▶ [DATA FOR THIS EXERCISE]
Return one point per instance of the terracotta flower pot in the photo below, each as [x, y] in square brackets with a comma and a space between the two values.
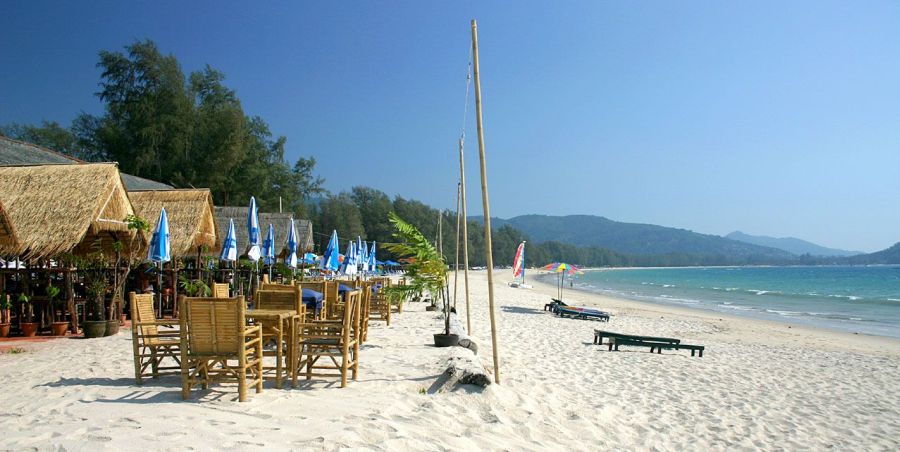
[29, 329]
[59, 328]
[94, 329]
* * *
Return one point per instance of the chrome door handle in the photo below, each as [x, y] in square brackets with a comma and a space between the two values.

▶ [WHAT YOU SHOULD DO]
Return each line from the items above that contains the string "values", copied unchanged.

▶ [OUTPUT FOR THIS EXERCISE]
Return one point per instance of the terracotta flower pot in the photo below, each as [x, y] in square brackets with a comma and a space between the two values.
Return one point per instance of the chrome door handle in the photo below, each as [x, y] in square brackets with a comma and a space between the two values.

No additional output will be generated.